[Study text — start]

For some time now, market sentiment towards Bitcoin has been that Bitcoin is now well established as an inflation hedge. Staunch Bitcoin proponents and also market observers in the traditional finance sector alike seem to agree that Bitcoin has achieved a status of digital gold.
Albeit, it would appear that the sentiment for Bitcoin has gained even deeper roots as some key figures are beginning to consider it as more than just an inflation hedge asset. For the CEO and CIO of Soros Fund, Dawn Fitzpatrick, Bitcoin has “crossed the chasm” and can no longer be viewed only as an inflation hedge.
She made the assertion while speaking with Bloomberg’s Erik Schatzker about her market outlook especially as concerns growing inflation globally.
“Bitcoin is at $50,000 and I think that’s the really interesting thing, I’m not sure bitcoin is only viewed as an inflation hedge here,” she said, adding, “I think it’s crossed the chasm to the mainstream.”
Key metrics she points out to support her argument were the market cap of the cryptocurrency market that had surpassed $2 trillion along with adoption that had now surpassed 200 million users globally.
During the interview she also revealed that the George Soros-founded Soros Funds, which has over $6 billion in assets under management, was highly concerned about inflation and was stockpiling cash in preparation for a looming market crash. She also revealed that they hold “some coins,” although she was not clear in which cryptocurrencies.
Her stance on Bitcoin is an interesting one as it goes further than the Bitcoin as a “digital gold” narrative that is already well established. Meanwhile, there are still several other narratives that are also being pushed in the crypto space by key market players.

[Study text — finish]
[Stored data — start]

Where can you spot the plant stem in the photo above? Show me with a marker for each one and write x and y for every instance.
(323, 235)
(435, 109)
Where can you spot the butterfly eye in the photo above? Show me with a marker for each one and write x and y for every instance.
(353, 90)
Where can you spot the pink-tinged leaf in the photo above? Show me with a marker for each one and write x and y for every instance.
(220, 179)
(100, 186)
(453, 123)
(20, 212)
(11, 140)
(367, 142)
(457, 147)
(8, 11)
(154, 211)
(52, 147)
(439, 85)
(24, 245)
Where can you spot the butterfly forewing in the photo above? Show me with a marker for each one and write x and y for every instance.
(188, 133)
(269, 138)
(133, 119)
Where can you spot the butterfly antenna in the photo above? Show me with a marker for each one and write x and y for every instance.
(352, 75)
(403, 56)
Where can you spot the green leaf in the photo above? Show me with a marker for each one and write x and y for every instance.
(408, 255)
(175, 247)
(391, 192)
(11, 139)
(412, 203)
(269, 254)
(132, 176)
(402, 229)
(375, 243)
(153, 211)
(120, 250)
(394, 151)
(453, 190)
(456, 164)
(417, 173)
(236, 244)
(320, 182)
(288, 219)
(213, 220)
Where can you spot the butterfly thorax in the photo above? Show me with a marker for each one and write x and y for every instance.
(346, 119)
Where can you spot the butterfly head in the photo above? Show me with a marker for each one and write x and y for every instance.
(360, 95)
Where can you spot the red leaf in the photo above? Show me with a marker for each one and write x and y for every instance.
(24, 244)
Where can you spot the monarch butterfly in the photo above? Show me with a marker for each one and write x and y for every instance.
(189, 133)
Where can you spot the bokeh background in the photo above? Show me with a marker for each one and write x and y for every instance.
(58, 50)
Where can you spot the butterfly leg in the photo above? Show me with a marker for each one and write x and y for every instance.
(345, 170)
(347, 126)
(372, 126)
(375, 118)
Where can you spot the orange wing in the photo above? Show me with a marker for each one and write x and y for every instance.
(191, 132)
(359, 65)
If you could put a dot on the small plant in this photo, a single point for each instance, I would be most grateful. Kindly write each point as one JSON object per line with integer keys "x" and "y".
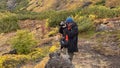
{"x": 23, "y": 42}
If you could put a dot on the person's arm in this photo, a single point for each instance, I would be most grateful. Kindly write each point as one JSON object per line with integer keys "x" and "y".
{"x": 61, "y": 30}
{"x": 73, "y": 32}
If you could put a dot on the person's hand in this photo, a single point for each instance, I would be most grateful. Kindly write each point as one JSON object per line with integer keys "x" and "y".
{"x": 62, "y": 24}
{"x": 66, "y": 31}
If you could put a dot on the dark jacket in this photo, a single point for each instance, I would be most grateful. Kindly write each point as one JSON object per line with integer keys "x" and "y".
{"x": 73, "y": 37}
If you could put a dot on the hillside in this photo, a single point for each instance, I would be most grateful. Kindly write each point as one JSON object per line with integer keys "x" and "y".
{"x": 29, "y": 32}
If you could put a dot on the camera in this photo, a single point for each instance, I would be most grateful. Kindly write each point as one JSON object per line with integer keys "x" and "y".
{"x": 62, "y": 24}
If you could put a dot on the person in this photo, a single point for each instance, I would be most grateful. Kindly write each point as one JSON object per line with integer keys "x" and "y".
{"x": 69, "y": 31}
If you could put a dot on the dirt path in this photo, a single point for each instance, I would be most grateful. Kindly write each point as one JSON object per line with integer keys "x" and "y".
{"x": 88, "y": 58}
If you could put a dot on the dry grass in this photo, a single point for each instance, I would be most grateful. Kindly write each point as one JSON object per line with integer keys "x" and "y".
{"x": 42, "y": 63}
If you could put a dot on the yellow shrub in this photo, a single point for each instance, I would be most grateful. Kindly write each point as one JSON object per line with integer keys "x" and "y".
{"x": 53, "y": 48}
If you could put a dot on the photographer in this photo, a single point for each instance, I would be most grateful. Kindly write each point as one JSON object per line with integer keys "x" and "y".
{"x": 69, "y": 31}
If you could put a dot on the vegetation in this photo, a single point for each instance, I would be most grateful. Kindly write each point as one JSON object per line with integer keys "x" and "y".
{"x": 8, "y": 22}
{"x": 23, "y": 42}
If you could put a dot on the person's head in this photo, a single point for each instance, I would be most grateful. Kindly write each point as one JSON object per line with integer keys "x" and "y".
{"x": 69, "y": 21}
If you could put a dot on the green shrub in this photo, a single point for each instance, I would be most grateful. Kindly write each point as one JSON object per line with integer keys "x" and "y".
{"x": 8, "y": 24}
{"x": 100, "y": 11}
{"x": 23, "y": 42}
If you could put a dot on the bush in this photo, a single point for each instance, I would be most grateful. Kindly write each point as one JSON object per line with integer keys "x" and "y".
{"x": 9, "y": 24}
{"x": 100, "y": 11}
{"x": 23, "y": 42}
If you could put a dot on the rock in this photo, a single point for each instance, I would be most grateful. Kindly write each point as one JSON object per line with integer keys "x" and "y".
{"x": 57, "y": 61}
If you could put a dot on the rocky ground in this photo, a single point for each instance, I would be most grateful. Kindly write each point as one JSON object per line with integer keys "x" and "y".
{"x": 87, "y": 57}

[Stored data — finish]

▶ [Directions for this task]: Continue the passage on Bitcoin as more than an inflation hedge, beginning after its last sentence.

▶ [Solved exercise]:
For Chamath Palihapitiya, a Bitcoin proponent and billionaire venture capitalist, Bitcoin has effectively replaced gold as the de facto inflation hedge asset. His sentiment also seems to be shared by a host of other premier investors and billionaires. Within the past few years, several billionaires have disclosed that they have gained exposure to Bitcoin and cryptocurrencies primarily to diversify their portfolios and hedge against inflation.
Billionaire Paul Tudor Jones, while expressing concerns about inflation a while back, described Bitcoin as a great portfolio diversifier to protect wealth over time, revealing that he could “go all-in on the inflation trades,” increasing his exposure to gold, Bitcoin and commodities if the U.S. does not reverse its current policy philosophy.
Inflation fears have been growing since last year following the pandemic that slowed down a lot of economies. In the U.S. the concerns have mostly stemmed from the growing money supply from the Federal Reserve Bank. Data suggests in the last year, the money supply has increased over 12%, creating a risk of currency debasement.
Despite what critics of Bitcoin say, data suggests that the pioneer cryptocurrency is already eating away the market share of gold, making it become more established as an inflation hedge even as economies struggle to recover from inflation.